- **Stored data**
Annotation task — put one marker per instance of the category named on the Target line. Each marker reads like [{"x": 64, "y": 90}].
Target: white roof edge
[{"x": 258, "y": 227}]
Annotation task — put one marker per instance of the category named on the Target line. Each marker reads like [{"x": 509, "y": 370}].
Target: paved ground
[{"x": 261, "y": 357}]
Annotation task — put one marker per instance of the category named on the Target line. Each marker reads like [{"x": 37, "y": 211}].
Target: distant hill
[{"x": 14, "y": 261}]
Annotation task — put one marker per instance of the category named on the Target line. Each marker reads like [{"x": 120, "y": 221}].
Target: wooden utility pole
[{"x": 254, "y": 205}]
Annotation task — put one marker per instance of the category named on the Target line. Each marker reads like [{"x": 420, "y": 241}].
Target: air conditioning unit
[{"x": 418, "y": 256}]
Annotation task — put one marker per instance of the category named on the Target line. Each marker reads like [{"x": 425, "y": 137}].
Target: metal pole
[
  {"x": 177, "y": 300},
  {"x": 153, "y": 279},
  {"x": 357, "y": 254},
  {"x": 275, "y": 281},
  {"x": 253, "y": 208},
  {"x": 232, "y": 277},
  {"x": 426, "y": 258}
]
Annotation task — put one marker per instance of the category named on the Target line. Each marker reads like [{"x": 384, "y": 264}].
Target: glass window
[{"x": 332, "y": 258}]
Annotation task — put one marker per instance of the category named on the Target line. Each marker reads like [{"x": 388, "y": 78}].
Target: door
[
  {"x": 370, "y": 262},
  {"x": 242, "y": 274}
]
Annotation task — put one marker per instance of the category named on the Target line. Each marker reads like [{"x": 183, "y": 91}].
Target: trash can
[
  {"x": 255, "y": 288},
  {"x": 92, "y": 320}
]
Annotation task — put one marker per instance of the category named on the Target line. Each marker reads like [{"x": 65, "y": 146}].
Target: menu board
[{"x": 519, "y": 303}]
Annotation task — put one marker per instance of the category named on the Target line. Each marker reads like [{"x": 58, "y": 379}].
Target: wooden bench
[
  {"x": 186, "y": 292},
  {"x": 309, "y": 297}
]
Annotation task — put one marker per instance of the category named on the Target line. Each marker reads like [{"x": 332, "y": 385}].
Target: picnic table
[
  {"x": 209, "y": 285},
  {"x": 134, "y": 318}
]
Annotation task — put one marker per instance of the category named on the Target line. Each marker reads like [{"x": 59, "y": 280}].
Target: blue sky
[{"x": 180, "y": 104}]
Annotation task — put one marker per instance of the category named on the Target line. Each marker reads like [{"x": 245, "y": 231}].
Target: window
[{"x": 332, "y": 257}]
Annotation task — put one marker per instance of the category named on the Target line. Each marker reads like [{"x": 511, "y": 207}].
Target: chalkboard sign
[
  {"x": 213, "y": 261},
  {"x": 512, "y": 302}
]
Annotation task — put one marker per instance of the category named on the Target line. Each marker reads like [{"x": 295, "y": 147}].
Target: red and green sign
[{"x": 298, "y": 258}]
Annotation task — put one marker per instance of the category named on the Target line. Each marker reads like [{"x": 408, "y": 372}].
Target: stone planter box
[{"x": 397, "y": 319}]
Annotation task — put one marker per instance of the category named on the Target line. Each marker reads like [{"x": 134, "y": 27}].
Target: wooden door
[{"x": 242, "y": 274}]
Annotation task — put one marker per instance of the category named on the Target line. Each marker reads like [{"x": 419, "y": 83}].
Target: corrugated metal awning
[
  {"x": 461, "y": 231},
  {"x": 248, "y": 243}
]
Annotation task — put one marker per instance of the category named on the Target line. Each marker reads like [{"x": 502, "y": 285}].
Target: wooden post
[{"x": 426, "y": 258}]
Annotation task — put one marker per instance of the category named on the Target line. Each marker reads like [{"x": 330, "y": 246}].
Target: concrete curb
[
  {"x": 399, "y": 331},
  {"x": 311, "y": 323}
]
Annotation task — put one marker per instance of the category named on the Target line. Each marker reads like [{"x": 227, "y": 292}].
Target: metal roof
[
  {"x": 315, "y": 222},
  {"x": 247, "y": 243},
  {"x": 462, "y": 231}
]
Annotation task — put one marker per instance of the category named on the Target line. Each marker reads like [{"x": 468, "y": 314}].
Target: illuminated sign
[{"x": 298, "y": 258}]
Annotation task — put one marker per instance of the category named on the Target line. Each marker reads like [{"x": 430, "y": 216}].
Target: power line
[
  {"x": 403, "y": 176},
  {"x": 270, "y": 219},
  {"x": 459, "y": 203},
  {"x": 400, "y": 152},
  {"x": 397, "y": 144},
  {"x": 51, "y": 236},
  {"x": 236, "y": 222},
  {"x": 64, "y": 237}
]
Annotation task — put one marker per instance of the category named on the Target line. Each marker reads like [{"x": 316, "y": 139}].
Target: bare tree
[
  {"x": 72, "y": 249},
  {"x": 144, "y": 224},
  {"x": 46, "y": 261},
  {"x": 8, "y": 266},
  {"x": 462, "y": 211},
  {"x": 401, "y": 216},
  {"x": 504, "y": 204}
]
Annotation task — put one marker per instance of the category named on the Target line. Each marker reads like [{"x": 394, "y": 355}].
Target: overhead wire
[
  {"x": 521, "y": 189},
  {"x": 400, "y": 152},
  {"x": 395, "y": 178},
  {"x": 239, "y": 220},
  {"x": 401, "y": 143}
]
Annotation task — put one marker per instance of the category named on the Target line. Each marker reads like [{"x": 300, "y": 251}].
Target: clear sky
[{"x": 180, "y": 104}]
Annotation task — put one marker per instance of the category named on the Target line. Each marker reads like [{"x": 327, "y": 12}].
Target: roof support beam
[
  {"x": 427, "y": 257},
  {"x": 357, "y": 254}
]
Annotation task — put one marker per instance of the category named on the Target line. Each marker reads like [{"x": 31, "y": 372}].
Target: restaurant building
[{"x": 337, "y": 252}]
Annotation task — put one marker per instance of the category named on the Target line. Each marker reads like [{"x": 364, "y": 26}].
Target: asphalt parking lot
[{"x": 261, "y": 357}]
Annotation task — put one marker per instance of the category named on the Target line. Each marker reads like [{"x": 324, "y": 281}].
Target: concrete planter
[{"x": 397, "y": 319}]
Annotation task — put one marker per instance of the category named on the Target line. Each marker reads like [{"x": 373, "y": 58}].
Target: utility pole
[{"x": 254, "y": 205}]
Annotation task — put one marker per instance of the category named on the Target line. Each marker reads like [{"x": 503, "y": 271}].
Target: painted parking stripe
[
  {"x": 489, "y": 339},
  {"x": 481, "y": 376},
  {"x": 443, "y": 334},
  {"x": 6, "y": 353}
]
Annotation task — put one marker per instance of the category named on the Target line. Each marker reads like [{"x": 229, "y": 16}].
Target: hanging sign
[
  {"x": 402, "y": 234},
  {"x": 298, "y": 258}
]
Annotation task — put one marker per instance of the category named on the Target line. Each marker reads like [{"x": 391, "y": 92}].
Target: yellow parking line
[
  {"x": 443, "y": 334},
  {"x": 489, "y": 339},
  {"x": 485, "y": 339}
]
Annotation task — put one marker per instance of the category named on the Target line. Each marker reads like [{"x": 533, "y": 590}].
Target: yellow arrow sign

- **Given problem**
Give all the entries again exactly; leave none out.

- **Worked answer**
Annotation task — put one marker per instance of the category named on the Target line. Each marker reads like [{"x": 64, "y": 90}].
Target: white roof edge
[{"x": 258, "y": 227}]
Annotation task — put one marker per instance of the category named on the Target line. Each marker reads like [{"x": 509, "y": 370}].
Target: paved ground
[{"x": 261, "y": 357}]
Annotation task — put one marker per instance of the category named on the Target line. Each marker reads like [{"x": 37, "y": 211}].
Target: distant hill
[{"x": 14, "y": 261}]
Annotation task — put one marker per instance of the category named on the Target line. Each marker reads like [{"x": 120, "y": 221}].
Target: wooden utility pole
[{"x": 254, "y": 205}]
Annotation task — put one marker per instance of the category named on the Target line. Each marker reads like [{"x": 420, "y": 241}].
Target: air conditioning unit
[{"x": 418, "y": 256}]
Annotation task — put one marker per instance of the category named on the Target line. Each marker reads like [{"x": 425, "y": 137}].
Target: metal pole
[
  {"x": 177, "y": 300},
  {"x": 153, "y": 279},
  {"x": 357, "y": 254},
  {"x": 275, "y": 281},
  {"x": 253, "y": 208},
  {"x": 232, "y": 277},
  {"x": 426, "y": 258}
]
Annotation task — put one marker per instance of the category named on the Target line. Each marker reads like [{"x": 384, "y": 264}].
Target: glass window
[{"x": 332, "y": 258}]
Annotation task — put one marker per instance of the category named on the Target line. Each marker reads like [{"x": 388, "y": 78}].
Target: door
[
  {"x": 370, "y": 262},
  {"x": 242, "y": 274}
]
Annotation task — put one marker per instance of the category named on the Target line. Each marker reads like [{"x": 183, "y": 91}].
Target: trash can
[
  {"x": 255, "y": 288},
  {"x": 92, "y": 320}
]
Annotation task — put one marker per instance of the category named on the Target line. Each marker reads like [{"x": 65, "y": 146}].
Target: menu board
[{"x": 519, "y": 303}]
Annotation task — put one marker per instance of the category named on the Target line. Each marker reads like [{"x": 58, "y": 379}].
Target: wooden bench
[
  {"x": 186, "y": 292},
  {"x": 309, "y": 297}
]
Annotation task — put one marker per instance of the category named on the Target line. Each marker reads like [{"x": 332, "y": 385}].
Target: picnic table
[
  {"x": 209, "y": 285},
  {"x": 134, "y": 318}
]
Annotation task — put one marker per instance of the category named on the Target line. Each marker reads like [{"x": 59, "y": 280}].
Target: blue sky
[{"x": 180, "y": 104}]
Annotation task — put one marker per instance of the category named on the Target line. Each marker reads like [{"x": 245, "y": 231}].
Target: window
[{"x": 332, "y": 257}]
Annotation task — put one marker per instance of the category named on the Target line. Each marker reads like [{"x": 511, "y": 207}].
Target: chalkboard sign
[
  {"x": 213, "y": 261},
  {"x": 512, "y": 302}
]
Annotation task — put one marker per instance of the category named on the Target line. Each marker reads like [{"x": 295, "y": 147}].
Target: red and green sign
[{"x": 298, "y": 258}]
Annotation task — put one marker per instance of the category named on the Target line. Each marker reads like [{"x": 408, "y": 372}].
Target: stone planter box
[{"x": 397, "y": 319}]
Annotation task — put one marker per instance of the category named on the Target line. Each marker reads like [{"x": 134, "y": 27}].
Target: wooden door
[{"x": 242, "y": 274}]
Annotation task — put one marker per instance of the category named on the Target line. Each marker reads like [{"x": 419, "y": 83}].
Target: corrugated metal awning
[
  {"x": 461, "y": 231},
  {"x": 248, "y": 243}
]
Annotation task — put one marker per instance of the category named on the Target line. Each marker reads like [{"x": 502, "y": 285}].
Target: wooden post
[{"x": 426, "y": 258}]
Annotation task — put one marker per instance of the category named on the Target line. Each marker reads like [{"x": 330, "y": 246}].
Target: concrete curb
[
  {"x": 399, "y": 331},
  {"x": 311, "y": 323}
]
Annotation task — put one marker per instance of the category named on the Target line. Each marker reads like [{"x": 227, "y": 292}].
Target: metal roof
[
  {"x": 315, "y": 222},
  {"x": 247, "y": 243},
  {"x": 462, "y": 231}
]
Annotation task — put one marker per instance of the category named on the Target line. Each marker reads like [{"x": 468, "y": 314}].
Target: illuminated sign
[{"x": 298, "y": 258}]
Annotation task — put one marker per instance of the category named on the Target line. Each marker reads like [{"x": 430, "y": 216}].
Target: power line
[
  {"x": 403, "y": 176},
  {"x": 270, "y": 219},
  {"x": 459, "y": 203},
  {"x": 400, "y": 152},
  {"x": 397, "y": 144},
  {"x": 51, "y": 236},
  {"x": 236, "y": 222},
  {"x": 64, "y": 237}
]
Annotation task — put one marker per instance of the category named on the Target line. Each marker reads like [{"x": 316, "y": 139}].
Target: bare tree
[
  {"x": 72, "y": 249},
  {"x": 144, "y": 224},
  {"x": 46, "y": 261},
  {"x": 8, "y": 266},
  {"x": 462, "y": 211},
  {"x": 401, "y": 216},
  {"x": 504, "y": 204}
]
Annotation task — put one marker per instance of the category named on the Target line. Each marker reads like [{"x": 394, "y": 355}].
Target: overhead wire
[
  {"x": 521, "y": 189},
  {"x": 400, "y": 152},
  {"x": 395, "y": 178},
  {"x": 239, "y": 220},
  {"x": 401, "y": 143}
]
Annotation task — put one marker per instance of the category named on the Target line. Each marker reads like [{"x": 300, "y": 251}].
Target: clear sky
[{"x": 180, "y": 104}]
Annotation task — put one marker per instance of the category named on the Target line. Each marker reads like [{"x": 327, "y": 12}].
Target: roof support beam
[
  {"x": 427, "y": 257},
  {"x": 357, "y": 254}
]
Annotation task — put one marker per instance of the category named on the Target line. Each marker reads like [{"x": 31, "y": 372}].
Target: restaurant building
[{"x": 337, "y": 252}]
Annotation task — put one marker per instance of the category named on the Target line. Each marker reads like [{"x": 364, "y": 26}].
Target: asphalt parking lot
[{"x": 261, "y": 357}]
Annotation task — put one marker per instance of the category named on the Target line. Each marker reads like [{"x": 324, "y": 281}].
Target: concrete planter
[{"x": 397, "y": 319}]
Annotation task — put one marker per instance of the category named on the Target line. Each marker reads like [{"x": 373, "y": 58}].
Target: utility pole
[{"x": 254, "y": 205}]
Annotation task — put one marker per instance of the category named on the Target line. Each marker reads like [{"x": 503, "y": 271}].
Target: painted parking stripe
[
  {"x": 489, "y": 339},
  {"x": 481, "y": 376},
  {"x": 443, "y": 334},
  {"x": 6, "y": 353}
]
Annotation task — put one marker per instance of the category named on the Target line. Each marker reads like [{"x": 229, "y": 16}].
Target: hanging sign
[
  {"x": 402, "y": 234},
  {"x": 298, "y": 258}
]
Annotation task — put one marker per instance of the category named on the Target line. Each marker reads like [{"x": 391, "y": 92}].
Target: yellow parking line
[
  {"x": 443, "y": 334},
  {"x": 489, "y": 339},
  {"x": 485, "y": 339}
]
Annotation task — put one marker per instance of the category named on the Target line. Each marker reads like [{"x": 533, "y": 590}].
Target: yellow arrow sign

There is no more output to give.